Content starts
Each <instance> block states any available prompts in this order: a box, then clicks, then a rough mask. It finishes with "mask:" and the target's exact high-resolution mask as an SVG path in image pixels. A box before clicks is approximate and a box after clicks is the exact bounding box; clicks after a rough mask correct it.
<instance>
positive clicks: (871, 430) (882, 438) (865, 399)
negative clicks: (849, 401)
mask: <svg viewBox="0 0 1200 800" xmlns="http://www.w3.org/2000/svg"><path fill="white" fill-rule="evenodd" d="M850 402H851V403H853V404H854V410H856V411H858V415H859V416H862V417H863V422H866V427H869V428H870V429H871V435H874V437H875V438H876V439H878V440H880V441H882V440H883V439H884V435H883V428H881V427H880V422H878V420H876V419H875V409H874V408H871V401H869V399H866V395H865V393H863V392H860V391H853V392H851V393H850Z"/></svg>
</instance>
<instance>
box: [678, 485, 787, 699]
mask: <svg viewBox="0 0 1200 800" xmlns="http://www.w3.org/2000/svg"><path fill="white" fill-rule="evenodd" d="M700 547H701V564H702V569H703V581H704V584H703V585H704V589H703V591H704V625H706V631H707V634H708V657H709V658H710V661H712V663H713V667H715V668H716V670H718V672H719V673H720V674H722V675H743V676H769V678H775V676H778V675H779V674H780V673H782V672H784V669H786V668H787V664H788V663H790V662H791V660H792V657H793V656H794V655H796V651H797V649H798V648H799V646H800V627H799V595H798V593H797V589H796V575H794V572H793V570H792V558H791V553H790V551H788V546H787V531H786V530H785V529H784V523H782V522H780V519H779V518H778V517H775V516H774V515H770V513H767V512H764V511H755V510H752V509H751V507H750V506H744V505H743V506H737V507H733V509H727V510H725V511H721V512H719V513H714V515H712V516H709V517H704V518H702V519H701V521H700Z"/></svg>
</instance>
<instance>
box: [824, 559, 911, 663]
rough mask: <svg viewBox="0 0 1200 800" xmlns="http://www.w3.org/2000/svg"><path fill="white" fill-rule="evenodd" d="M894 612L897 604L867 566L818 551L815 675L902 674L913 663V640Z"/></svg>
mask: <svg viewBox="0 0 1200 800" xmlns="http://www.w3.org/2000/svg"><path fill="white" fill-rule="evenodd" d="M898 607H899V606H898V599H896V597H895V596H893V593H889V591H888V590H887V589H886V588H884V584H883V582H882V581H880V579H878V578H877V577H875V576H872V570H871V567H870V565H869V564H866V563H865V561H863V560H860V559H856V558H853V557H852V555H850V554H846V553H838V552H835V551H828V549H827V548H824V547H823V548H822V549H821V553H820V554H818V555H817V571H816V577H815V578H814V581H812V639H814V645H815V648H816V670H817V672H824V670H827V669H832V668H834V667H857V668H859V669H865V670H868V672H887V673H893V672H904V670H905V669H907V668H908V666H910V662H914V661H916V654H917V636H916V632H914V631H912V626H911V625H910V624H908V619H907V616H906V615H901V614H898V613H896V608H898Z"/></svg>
Content ends
What you should do
Only an exact copy of the lines from the beginning of the listing through the line with "positive clicks: (871, 430)", both included, belongs in the answer.

Answer to the problem
Each <instance> block states any available prompts in this order: a box, then clicks, then a rough mask. It finishes with "mask:" and the target's exact high-resolution mask as an SVG path in image pixels. A box before clicks is approximate and a box after clicks is the exact bounding box; clicks after a rough mask correct it.
<instance>
positive clicks: (871, 430) (882, 438) (865, 399)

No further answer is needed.